#### Your goal:
Resume the blog post on automating staging-table extraction with dynamic T-SQL from the point where it stops.

#### Text:
--

Automate to replicate

In September 2020's T-SQL Tuesday, Elizabeth Noble (b|t) wants to know what members of the SQL community have automated to make their lives easier. Thanks for asking, Elizabeth 😀.

I found this question harder to answer than other T-SQL Tuesday challenges, simply because I love automation so much 🤓. I've always been a fan of automating deployments, from batch scripts back-in-the-day to modern Azure Pipelines. With the help of pipelines, automated testing now seems like a no-brainer. I'm a data engineer, so many of my automation challenges have been in the areas of process control and code generation, often using dynamic T-SQL – it's this last one that I'm going to talk about here.

I spent a good part of my career in the UK National Health Service (NHS). We often talk about data engineering problems in terms of handling large volumes of data, but the challenge in the NHS was frequently complexity – even a small acute hospital might have a dozen or more separate systems, running on various different DBMS backends, with many tables of interest for management or central reporting.

You might need to extract data from hundreds of (mostly small) tables to populate your data warehouse – my challenge was to make this as quick and easy to implement as possible.

The great thing about this particular scenario was that the vast majority of source systems we encountered were relational DBMSs. This allowed us to exploit three features:

  • you could typically connect to a source system as a SQL Linked Server
  • you could interrogate source systems using SQL queries (with some variations in dialect)
  • source systems usually included a system catalog – either of the ISO standard INFORMATION_SCHEMA type or some vendor-specific alternative.

This allowed us to connect to source systems and extract catalog metadata into a shared catalog, stored on the data warehouse side. The shared catalog contained a common set of attributes like:

  • source linked server name
  • table name
  • column name
  • column type, length, precision, scale
  • column key participation.

We'd augment this locally by setting an include/exclude flag on columns and tables for extraction.

Combining dynamic T-SQL with the shared metadata catalog is where this gets exciting 😀. A basic implementation uses metadata to generate a local staging table to contain remote data, then builds a stored procedure definition that populates the local table from the source system using a linked server query. Here's a basic example:

DECLARE @tableName NVARCHAR(255) = N'MySourceTable'
  @sql += CHAR(13) + CHAR(10) + '  , ' + QUOTENAME(ColumnName)

--

#### Record extracts:
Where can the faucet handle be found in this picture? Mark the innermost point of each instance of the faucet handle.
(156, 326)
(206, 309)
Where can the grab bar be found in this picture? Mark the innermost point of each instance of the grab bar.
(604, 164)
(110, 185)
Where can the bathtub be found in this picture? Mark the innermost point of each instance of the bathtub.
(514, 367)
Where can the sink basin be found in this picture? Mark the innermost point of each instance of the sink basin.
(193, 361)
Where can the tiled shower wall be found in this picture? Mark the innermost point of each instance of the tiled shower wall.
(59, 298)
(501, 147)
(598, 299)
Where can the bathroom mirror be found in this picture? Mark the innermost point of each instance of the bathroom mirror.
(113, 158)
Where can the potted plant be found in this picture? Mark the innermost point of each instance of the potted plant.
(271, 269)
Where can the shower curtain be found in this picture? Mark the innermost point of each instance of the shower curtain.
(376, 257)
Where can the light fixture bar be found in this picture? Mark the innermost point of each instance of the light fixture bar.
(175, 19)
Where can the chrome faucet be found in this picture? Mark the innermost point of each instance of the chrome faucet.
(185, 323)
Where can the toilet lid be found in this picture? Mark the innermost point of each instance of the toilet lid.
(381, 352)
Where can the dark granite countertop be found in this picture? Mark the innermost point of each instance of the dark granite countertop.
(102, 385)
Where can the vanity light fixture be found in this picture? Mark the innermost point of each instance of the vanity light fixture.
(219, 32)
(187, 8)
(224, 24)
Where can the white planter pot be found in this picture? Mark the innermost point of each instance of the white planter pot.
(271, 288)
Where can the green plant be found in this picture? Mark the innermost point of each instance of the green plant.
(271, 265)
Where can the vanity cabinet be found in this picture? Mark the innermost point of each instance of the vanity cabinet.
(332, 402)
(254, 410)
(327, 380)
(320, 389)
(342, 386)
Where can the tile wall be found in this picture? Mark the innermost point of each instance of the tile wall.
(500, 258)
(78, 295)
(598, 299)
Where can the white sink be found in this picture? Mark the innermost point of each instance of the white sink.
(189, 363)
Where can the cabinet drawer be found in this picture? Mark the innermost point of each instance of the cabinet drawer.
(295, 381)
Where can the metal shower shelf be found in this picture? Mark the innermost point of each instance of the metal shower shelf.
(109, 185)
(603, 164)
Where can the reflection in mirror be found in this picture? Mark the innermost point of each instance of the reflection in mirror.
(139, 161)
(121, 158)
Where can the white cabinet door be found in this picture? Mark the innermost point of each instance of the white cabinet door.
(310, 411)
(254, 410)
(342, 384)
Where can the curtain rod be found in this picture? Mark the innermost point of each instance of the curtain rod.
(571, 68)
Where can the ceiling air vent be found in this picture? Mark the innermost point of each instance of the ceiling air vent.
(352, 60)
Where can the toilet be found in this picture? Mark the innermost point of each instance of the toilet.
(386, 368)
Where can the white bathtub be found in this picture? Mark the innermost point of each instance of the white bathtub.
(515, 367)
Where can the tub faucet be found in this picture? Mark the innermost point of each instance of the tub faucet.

--

#### Result below:
FROM dbo.SharedCatalog
WHERE TableName = @tableName
  @sql = 'CREATE PROCEDURE stg.' + QUOTENAME('Extract_' + TableName) + '
TRUNCATE TABLE stg.' +  QUOTENAME(TableName) + '
INSERT INTO stg.' +  QUOTENAME(TableName) + ' (
  ' + REPLACE(SUBSTRING(@sql, 7, LEN(@sql)), '  , ', ', ') + '
FROM OPENQUERY(' + QUOTENAME(LinkedServerName) + ', 
    ' + SUBSTRING(@sql, 7, LEN(@sql)) + '
  FROM ' + QUOTENAME(TableName) + ''');'
FROM dbo.SharedCatalog
WHERE TableName = @tableName
PRINT @sql

A more sophisticated ETL pattern includes:

  • a local view of a remote table, containing the linked server query (which may include ETL watermark information)
  • a stored procedure to rebuild the view for updated ETL watermarks
  • the local staging table into which source data is loaded
  • the extract stored procedure, populating the staging table from the view
  • a history table, containing a local history of change (where necessary to support type 2 SCDs or snapshot fact tables)
  • a stored procedure to update the history table from the staging table.

If your ETL process control is metadata-driven you can go one step further, automatically configuring the various stored procedures and their dependencies for execution.

The benefits of this approach for us were the same as for any automation – save time, reduce errors! When a new source system was identified (or when we needed additional tables or columns from an existing source), we could regenerate the entire interface automatically. When we got it right, this saved days or weeks of development time. When we didn't, the same error appeared all over the place – but could be corrected in all of those places relatively easily.

The pattern we were using – extracting data over linked servers using T-SQL queries – was specific to our use case and won't apply everywhere, but patterns pop up all over data engineering. Whether it's building tables (staging, SCDs, fact patterns) or processes to support and maintain them, dynamic SQL can be a really powerful tool for automating the development of those objects.